(begin)

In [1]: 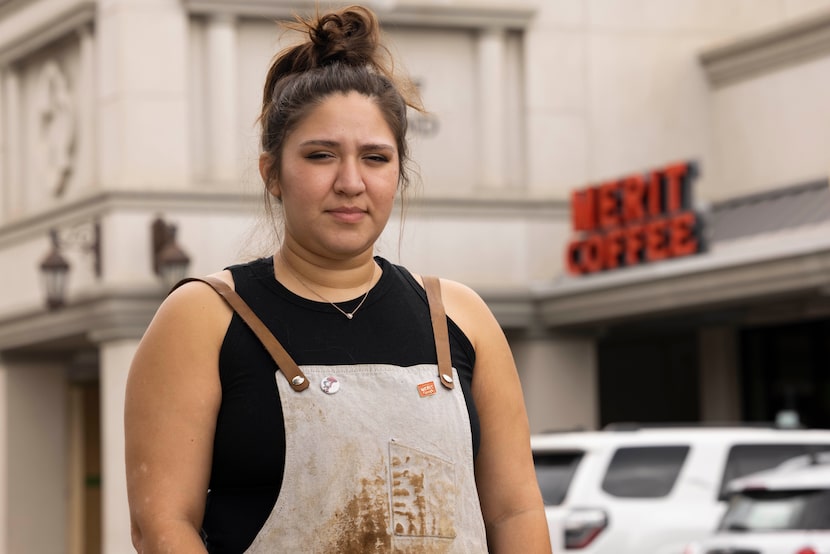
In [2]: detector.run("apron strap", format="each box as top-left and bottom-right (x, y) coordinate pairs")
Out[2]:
(422, 275), (455, 389)
(174, 276), (308, 392)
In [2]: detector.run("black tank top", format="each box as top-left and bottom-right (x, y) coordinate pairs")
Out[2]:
(203, 257), (480, 553)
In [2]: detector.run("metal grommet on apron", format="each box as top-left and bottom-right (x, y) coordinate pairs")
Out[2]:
(193, 277), (487, 554)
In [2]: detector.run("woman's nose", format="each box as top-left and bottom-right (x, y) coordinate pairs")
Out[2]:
(334, 159), (366, 196)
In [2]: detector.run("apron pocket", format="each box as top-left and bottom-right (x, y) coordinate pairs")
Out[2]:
(389, 440), (458, 539)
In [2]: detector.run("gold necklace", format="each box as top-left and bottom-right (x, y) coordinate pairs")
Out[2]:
(280, 250), (375, 319)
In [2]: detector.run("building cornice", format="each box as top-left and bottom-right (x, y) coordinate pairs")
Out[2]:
(534, 227), (830, 329)
(182, 0), (536, 29)
(0, 287), (164, 352)
(0, 189), (568, 248)
(700, 10), (830, 87)
(0, 0), (97, 67)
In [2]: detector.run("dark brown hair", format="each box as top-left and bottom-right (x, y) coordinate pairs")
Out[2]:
(259, 6), (422, 191)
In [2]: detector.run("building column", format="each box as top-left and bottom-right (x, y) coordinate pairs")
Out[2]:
(477, 29), (507, 189)
(0, 355), (11, 552)
(698, 327), (742, 422)
(75, 25), (97, 194)
(99, 339), (138, 554)
(0, 356), (68, 554)
(0, 67), (23, 221)
(95, 0), (191, 190)
(510, 332), (599, 433)
(205, 14), (240, 182)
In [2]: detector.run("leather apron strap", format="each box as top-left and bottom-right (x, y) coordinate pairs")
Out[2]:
(176, 276), (308, 392)
(178, 275), (455, 392)
(423, 275), (455, 389)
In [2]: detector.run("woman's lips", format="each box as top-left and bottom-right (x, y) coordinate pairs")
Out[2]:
(327, 207), (366, 223)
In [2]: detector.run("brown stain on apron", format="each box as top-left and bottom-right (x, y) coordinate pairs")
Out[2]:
(328, 475), (392, 554)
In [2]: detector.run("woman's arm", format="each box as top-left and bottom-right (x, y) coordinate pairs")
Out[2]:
(441, 280), (551, 554)
(124, 283), (231, 554)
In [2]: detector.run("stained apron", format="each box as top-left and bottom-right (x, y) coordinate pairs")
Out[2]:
(248, 365), (487, 554)
(184, 277), (487, 554)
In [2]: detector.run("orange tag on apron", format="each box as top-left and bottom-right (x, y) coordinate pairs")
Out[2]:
(418, 381), (436, 398)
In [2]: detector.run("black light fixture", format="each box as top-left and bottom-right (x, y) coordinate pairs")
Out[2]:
(40, 221), (101, 310)
(150, 216), (190, 290)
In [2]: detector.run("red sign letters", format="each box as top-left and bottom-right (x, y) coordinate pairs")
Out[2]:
(566, 162), (700, 275)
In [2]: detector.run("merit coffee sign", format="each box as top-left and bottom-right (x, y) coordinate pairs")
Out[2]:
(566, 162), (702, 275)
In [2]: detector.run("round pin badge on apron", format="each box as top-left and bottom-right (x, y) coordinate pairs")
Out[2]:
(320, 375), (340, 394)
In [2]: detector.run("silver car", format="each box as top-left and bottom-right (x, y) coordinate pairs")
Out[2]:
(686, 453), (830, 554)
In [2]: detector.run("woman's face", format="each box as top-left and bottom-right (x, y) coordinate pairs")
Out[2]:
(269, 92), (399, 260)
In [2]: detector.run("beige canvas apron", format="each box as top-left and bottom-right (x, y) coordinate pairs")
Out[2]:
(198, 279), (487, 554)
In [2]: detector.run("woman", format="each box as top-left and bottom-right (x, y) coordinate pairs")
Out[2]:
(125, 7), (550, 553)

(end)

SET PROBLEM =>
How many lines of the records above contain the word "black"? Reply with the number alone.

ANSWER TO THIS TASK =>
2